▸ Exercise
Every entry that follows should be reproduced exactly.

▸ Record set
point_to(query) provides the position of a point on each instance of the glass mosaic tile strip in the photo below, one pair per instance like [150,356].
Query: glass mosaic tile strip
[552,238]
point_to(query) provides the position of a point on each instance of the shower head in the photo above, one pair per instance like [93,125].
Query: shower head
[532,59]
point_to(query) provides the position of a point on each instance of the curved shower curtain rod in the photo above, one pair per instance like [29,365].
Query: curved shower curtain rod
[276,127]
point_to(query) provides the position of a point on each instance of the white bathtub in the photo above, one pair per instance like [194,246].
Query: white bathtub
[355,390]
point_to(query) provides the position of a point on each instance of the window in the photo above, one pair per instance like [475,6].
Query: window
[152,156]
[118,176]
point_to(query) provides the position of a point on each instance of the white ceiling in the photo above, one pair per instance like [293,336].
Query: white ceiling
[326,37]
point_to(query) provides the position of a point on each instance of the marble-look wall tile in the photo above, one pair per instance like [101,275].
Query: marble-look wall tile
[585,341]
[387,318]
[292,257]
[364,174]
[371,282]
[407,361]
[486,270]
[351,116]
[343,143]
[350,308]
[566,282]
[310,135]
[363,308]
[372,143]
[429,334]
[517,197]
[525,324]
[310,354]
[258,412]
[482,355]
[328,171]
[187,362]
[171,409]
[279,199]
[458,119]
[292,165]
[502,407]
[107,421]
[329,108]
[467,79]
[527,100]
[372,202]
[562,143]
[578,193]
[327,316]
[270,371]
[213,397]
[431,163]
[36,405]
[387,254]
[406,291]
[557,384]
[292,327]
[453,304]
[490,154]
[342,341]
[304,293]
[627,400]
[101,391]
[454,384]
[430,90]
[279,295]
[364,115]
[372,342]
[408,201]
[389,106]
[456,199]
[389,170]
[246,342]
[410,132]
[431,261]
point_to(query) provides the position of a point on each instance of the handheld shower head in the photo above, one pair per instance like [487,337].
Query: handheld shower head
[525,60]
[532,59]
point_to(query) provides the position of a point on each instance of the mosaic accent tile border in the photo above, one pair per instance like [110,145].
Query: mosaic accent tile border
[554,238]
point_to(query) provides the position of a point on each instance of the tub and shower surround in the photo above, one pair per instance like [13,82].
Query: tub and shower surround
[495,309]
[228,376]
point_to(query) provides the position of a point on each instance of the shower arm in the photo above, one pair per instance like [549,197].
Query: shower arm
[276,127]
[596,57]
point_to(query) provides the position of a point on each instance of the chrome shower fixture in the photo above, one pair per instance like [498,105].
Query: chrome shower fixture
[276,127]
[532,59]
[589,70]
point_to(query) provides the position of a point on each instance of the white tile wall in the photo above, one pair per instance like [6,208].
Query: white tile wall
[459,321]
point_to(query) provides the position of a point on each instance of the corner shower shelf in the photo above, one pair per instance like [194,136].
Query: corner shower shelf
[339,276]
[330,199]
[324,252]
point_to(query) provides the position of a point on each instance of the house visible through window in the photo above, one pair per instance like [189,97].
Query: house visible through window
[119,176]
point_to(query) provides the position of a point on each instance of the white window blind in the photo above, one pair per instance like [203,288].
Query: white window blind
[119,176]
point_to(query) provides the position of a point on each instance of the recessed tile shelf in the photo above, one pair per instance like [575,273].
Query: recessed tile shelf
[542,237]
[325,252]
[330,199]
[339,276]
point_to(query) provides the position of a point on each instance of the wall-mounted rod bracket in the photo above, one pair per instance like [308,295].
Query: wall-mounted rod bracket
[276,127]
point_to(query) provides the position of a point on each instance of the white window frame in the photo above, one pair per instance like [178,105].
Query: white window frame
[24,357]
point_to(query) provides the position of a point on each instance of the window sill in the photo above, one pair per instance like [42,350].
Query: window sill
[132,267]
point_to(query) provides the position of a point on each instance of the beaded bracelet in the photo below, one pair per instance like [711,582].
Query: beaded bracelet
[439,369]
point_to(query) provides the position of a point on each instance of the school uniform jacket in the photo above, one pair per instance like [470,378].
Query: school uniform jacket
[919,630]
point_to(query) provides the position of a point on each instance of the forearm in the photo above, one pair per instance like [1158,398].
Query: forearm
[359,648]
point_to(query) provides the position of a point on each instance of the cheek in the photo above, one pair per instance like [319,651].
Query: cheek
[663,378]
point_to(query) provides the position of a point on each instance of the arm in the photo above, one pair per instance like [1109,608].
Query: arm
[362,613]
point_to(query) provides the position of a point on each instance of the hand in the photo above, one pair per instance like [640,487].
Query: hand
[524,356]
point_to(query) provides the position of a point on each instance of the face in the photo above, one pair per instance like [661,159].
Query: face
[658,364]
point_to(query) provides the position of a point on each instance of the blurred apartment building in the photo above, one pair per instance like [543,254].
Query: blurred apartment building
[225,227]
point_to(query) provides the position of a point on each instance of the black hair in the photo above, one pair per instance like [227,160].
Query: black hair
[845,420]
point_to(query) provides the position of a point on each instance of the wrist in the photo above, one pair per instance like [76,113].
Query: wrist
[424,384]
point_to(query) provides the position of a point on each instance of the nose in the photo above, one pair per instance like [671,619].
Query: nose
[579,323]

▸ Result of the exercise
point_to(query) provides the position of a point on each instance of the glass mosaic tile strip in the photo below, one pair per instance like [150,356].
Query: glass mosaic tile strip
[552,238]
point_to(query) provides the position of a point on each instance of the shower head in the photo above, one pair per instance like [93,125].
Query: shower head
[532,59]
point_to(query) provides the position of a point on each instance of the curved shower curtain rod in the photo above, one pair per instance like [29,365].
Query: curved shower curtain rod
[276,127]
point_to(query) provides the position of a point on each instance of the white bathtub in the photo above, one pair per instance like [194,246].
Query: white bathtub
[355,390]
point_to(query) provides the position of a point on each instance of the window in the photo above, one pair per instance like [475,6].
Query: window
[152,156]
[118,176]
point_to(query) provides the position of a point on each instance of the white ceiling in the photo above, one pair per instance like [293,336].
Query: white ceiling
[326,37]
point_to(query) provides the position of a point on each instance of the marble-look wall tile in the photo above, one pair per instance like [101,275].
Query: marble-look wall tile
[585,341]
[387,318]
[292,257]
[364,174]
[371,282]
[407,361]
[486,270]
[351,116]
[343,143]
[350,308]
[566,282]
[310,135]
[363,308]
[372,143]
[429,334]
[517,197]
[525,324]
[310,354]
[258,412]
[482,355]
[328,171]
[187,362]
[171,409]
[279,199]
[458,119]
[292,165]
[502,407]
[107,421]
[329,108]
[467,79]
[527,100]
[372,202]
[562,143]
[578,193]
[327,316]
[270,371]
[213,397]
[431,163]
[36,405]
[387,254]
[406,291]
[557,384]
[292,327]
[453,304]
[490,154]
[342,341]
[304,293]
[627,400]
[101,391]
[454,384]
[430,90]
[279,295]
[364,115]
[372,342]
[408,201]
[389,106]
[456,199]
[389,170]
[246,342]
[410,132]
[431,261]
point_to(query) provides the position of a point on each instance of the handheld shower head in the photo above, one pair per instance like [487,337].
Query: handheld shower head
[525,60]
[532,59]
point_to(query) provides the position of a point on each instance of the mosaic accent tile border in the photo above, one pair per instance like [110,145].
Query: mosaic accent tile border
[554,238]
point_to(query) provides the position of a point on each instance of the tub and shower surround in the photo above, one pair per instance like [13,82].
Query: tub and shower surround
[495,309]
[228,376]
point_to(query) provides the position of a point on each instance of the shower arm in the photo above, one pair per instance like [549,197].
Query: shower arm
[276,127]
[596,57]
point_to(query) provides the position of a point on each instance of the chrome shower fixture in the photo above, one pair per instance like [498,105].
Query: chrome shower fixture
[276,127]
[532,59]
[589,70]
point_to(query) provides the position of a point on each instance of the white tile wall in the photo above, one pair per instance like [6,208].
Query: white tile wall
[459,321]
point_to(query) provides the position of a point on each instance of the corner shower shelf in the photo above, one pair per instance like [194,136].
Query: corner shower shelf
[339,276]
[330,199]
[324,252]
point_to(query) provides the position of a point on each instance of the house visible through window in the photo above, one pair per instance like [189,97].
Query: house visible through window
[119,176]
point_to(query) provides the position of a point on each instance of the white window blind in the photo above, one pair per instance like [203,288].
Query: white window blind
[119,176]
point_to(query) provides the position of a point on each instance of the recessed tile shelf in the photo above, one pair per instance like [575,273].
Query: recessed tile shelf
[542,237]
[325,252]
[330,199]
[339,276]
point_to(query) provides the position of a point on each instance of the wall-mounted rod bracket in the photo above, one pair per instance like [308,295].
Query: wall-mounted rod bracket
[276,127]
point_to(query) provides the position of a point on each instance of the white window frame in the photo above, one pair per instance like [178,105].
Query: white window frame
[24,357]
point_to(query) provides the position of a point on each instance of the window sill in the photo above, one pair per instance like [42,350].
Query: window sill
[132,267]
point_to(query) provides the position of a point on each instance of the beaded bracelet in the photo below, one pair per instance like [711,582].
Query: beaded bracelet
[439,369]
point_to(query) provides the position of a point on each instance of the school uniform jacket in the photo above, one pair per instance like [470,378].
Query: school uniform jacket
[919,630]
point_to(query) provides the position of a point on each instance of the forearm in the photo above, one pair per instance like [1158,398].
Query: forearm
[359,648]
point_to(query) provides the position of a point on each instance of the cheek in the photo above, one pair per instance like [319,651].
Query: cheek
[663,378]
point_to(query) provides the position of a point on each instance of the arm in the photo above, one pair per instance like [1109,608].
Query: arm
[362,613]
point_to(query) provides the position of a point on each instance of the hand in the photo above, one pair per instance like [640,487].
Query: hand
[524,356]
point_to(query) provides the position of a point on each instance of the face in the photo above, one pair per instance like [661,159].
Query: face
[658,364]
point_to(query) provides the position of a point on each instance of the blurred apartment building in the photo above, one pair per instance like [543,254].
Query: blurred apartment building
[225,227]
point_to(query) provides the position of a point on each instance of the black hair in the photo above, one pair per instance like [227,160].
Query: black hair
[845,420]
point_to(query) provides the position of a point on each instance of the wrist in the photo above, one pair per instance like [76,113].
Query: wrist
[424,384]
point_to(query) provides the position of a point on each instance of the nose in the photo above, one pair per instance like [671,619].
Query: nose
[579,323]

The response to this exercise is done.